-- Extract provided follows --
Our efforts focus on developing a detailed understanding of the mechanisms by which enzymes catalyze biological reactions. Insights obtained from studies on enzyme mechanism can lead to the production of bio-active compounds and to the design of efficient synthetic catalysts.
Stereochemical control is a key component in the biosynthesis and metabolism of many biological compounds. As a result, many racemases and epimerases have evolved that catalyze the inversion of configuration about carbon. Most of these enzymes act at centers which are activated by an adjacent carbonyl functionality, and they abstract a relatively acidic proton. Our interests lie in studying enzymes that act on unactivated stereocenters and must employ unique reaction mechanisms. One example is ADP-heptose 6-epimerase that generates a key building block in bacterial lipopolysaccharide biosynthesis.
Another area of current interest in the Tanner group are the enzymes responsible for the biosynthesis of the sialic acids in mammals. Sialic acids are found on the surface of mammalian cells and play key roles in mediating cellular recognition events. Studies on both the epimerase and the synthase are currently ongoing in the lab.
-- Extract provided concluded --
-- Data extracts follows --
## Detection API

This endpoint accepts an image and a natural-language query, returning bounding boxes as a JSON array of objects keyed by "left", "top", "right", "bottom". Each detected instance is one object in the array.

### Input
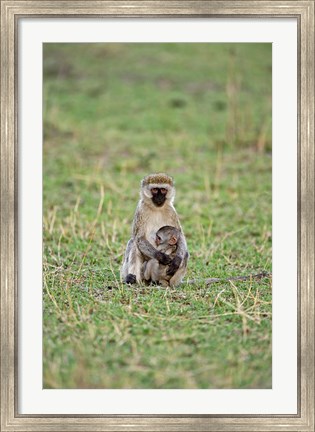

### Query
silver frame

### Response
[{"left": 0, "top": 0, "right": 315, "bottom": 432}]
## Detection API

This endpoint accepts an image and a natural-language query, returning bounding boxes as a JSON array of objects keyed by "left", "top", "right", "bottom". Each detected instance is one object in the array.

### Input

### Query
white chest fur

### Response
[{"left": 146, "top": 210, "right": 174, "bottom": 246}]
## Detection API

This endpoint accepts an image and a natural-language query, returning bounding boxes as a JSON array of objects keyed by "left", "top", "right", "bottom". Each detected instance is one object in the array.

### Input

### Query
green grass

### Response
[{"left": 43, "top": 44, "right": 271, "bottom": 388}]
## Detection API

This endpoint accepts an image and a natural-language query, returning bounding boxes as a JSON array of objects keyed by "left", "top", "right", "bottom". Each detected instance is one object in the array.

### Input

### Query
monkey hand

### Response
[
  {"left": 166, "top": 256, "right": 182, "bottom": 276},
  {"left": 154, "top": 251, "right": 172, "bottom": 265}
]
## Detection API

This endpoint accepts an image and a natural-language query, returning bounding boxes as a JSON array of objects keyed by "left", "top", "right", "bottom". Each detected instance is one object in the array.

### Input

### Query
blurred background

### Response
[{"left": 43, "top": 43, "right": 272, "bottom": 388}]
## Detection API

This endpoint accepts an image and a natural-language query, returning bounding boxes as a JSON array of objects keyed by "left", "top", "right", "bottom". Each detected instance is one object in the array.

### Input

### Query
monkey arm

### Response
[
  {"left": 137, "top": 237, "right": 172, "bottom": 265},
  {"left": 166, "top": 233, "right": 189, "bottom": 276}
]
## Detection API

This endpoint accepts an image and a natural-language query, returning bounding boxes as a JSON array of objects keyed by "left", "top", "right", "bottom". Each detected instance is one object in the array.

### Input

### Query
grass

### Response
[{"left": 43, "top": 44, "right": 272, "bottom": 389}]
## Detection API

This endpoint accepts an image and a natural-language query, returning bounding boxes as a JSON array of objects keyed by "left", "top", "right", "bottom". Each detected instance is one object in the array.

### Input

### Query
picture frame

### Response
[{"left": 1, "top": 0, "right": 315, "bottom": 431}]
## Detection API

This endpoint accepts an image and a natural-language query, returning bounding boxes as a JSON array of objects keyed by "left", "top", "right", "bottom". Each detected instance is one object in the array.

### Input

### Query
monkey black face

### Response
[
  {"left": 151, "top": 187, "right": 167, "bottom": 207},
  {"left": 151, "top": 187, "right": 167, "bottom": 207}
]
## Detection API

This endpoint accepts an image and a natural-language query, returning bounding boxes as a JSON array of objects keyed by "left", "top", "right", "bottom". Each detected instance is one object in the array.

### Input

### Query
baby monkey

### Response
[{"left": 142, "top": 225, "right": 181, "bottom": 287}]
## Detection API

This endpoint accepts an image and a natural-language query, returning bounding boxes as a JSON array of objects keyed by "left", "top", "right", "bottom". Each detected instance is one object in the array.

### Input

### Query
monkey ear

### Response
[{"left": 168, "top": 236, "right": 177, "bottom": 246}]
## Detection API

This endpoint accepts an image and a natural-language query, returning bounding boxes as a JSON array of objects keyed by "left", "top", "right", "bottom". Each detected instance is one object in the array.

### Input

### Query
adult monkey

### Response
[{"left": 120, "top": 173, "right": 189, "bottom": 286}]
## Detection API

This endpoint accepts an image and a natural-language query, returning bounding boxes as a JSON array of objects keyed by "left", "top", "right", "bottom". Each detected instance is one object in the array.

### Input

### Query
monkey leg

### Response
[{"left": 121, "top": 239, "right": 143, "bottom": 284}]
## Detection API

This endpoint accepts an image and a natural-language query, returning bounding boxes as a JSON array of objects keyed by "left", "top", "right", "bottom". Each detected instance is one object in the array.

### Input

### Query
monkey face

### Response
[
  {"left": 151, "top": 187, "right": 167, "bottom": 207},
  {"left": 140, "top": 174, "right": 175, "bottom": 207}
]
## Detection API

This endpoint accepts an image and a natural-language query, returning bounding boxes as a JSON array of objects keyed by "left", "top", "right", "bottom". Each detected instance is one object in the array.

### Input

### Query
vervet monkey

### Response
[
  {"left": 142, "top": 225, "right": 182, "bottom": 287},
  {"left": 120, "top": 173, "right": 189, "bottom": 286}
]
-- Data extracts concluded --
Explore the material:
1) According to the enzyme research summary, why have many racemases and epimerases evolved?
2) Return the passage of the enzyme research summary between "Our efforts focus" and "bacterial lipopolysaccharide biosynthesis.", inclusive, copied word for word.

Numbered answers:
1) Stereochemical control is a key component in the biosynthesis and metabolism of many biological compounds. As a result, many racemases and epimerases have evolved that catalyze the inversion of configuration about carbon.

2)
Our efforts focus on developing a detailed understanding of the mechanisms by which enzymes catalyze biological reactions. Insights obtained from studies on enzyme mechanism can lead to the production of bio-active compounds and to the design of efficient synthetic catalysts.
Stereochemical control is a key component in the biosynthesis and metabolism of many biological compounds. As a result, many racemases and epimerases have evolved that catalyze the inversion of configuration about carbon. Most of these enzymes act at centers which are activated by an adjacent carbonyl functionality, and they abstract a relatively acidic proton. Our interests lie in studying enzymes that act on unactivated stereocenters and must employ unique reaction mechanisms. One example is ADP-heptose 6-epimerase that generates a key building block in bacterial lipopolysaccharide biosynthesis.